Excerpt provided: Begin

Pembrokeshire Herald and General Advertiser 20 September 1850

CAPTAIN BUSHE, 59TH REGIMENT,
AND AN IRISH INQUEST.
Another of the many examples with which the Irish papers have teemed, time out of mind, of the hopelessness of strict justice from local juries, is supplied in the Cork Examiner of the 9th inst. We there find an account of a coroner's Inquest on the body of a child of between six and seven years of age, who is alleged to have come by his death from the cut of a whip, administered by Capt. H.K. Bushe of the 59th regiment of foot. It appears that the child was walking out with a servant girl, and, having a whip in his hand, he struck a dog belonging to Captain Bushe. The captain, hearing the dog yelp, immediately cut at the boy, who ran away quickly, and, in the confusion, knocked himself against a wall. On the child's return home, the servant obligingly told the mother that "Captain Bushe had killed her child." The mother questioned the child, who answered, at first, that he was not hurt. He subsequently complained of his head being sore but added that Capt. Bushe did not hurt him, and the next day the child was playing about the door of the house. Two days afterwards the child looked ill; the mother went for some medicine ; two days subsequently the child was seized with convulsions, and on the following Wednesday, one week from the occurrence with the dog and the falling against the wall, the child died. Upon the inquest Dr. Perry was examined, and we have from him the following facts :— He found no marks of violence whatever on the child. The child died from water on the brain ; there were manifestations of disease which must have existed prior to the child's last illness. It was quite possible that giving the child fruit, or treating it improperly, would have produced convulsions. If there was a welt on the cheek, (as alleged by the mother) on Wednesday, it certainly must have left some trace on Friday, when witness saw the deceased.

Excerpt provided: End
Source material: Begin

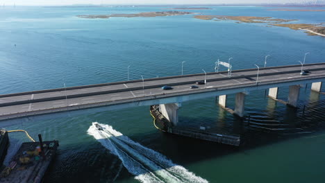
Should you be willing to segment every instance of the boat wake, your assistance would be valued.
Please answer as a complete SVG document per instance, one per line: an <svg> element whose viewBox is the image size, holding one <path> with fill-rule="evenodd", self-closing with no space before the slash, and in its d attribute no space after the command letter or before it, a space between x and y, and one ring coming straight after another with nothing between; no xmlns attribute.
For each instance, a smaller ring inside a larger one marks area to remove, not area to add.
<svg viewBox="0 0 325 183"><path fill-rule="evenodd" d="M88 132L118 156L140 182L208 182L164 155L132 141L112 126L94 122Z"/></svg>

Source material: End

→ **Task requirements**:
Continue the newspaper article on Captain Bushe and the Irish inquest, starting after its last sentence.

→ **Output for this task**:
In addition to this testimony, a Dr. Braddel deposed that he had made a post mortem examination of the deceased. He made a very minute examination of the head, because he had been told that the child was injured there, but I could discover no trace of any injury on that organ.

In England we can pretty well guess what would have been the result of an inquest before whom such facts might have been adduced. At Mallow, they bring in a verdict of Manslaughter. In England, if all the evidence for the accused party is not at hand, the inquest adjourns. In Ireland they allow a witness to admit that his wife, who would have afforded material testimony in such a party's behalf, and left town that very day to visit a relative!

Of course, Capt. Bushe will now be tried on the charge of manslaughter, and another Irish jury will have to deal with that stage of the judicial [sic] proceedings. We will not express a hope that the jury will dismiss all prejudice from their minds, for that is a clear impossibility in the locality in question ; but we do most earnestly trust that the judge on the bench will exercise a discriminating authority, and protect the arraigned party from the consequences of the mischievous blundering of a Mallow jury. Capt. Bushe may be sure will possess the sympathy of every officer in the army and of the commander-in-chief.—United Service Gazette.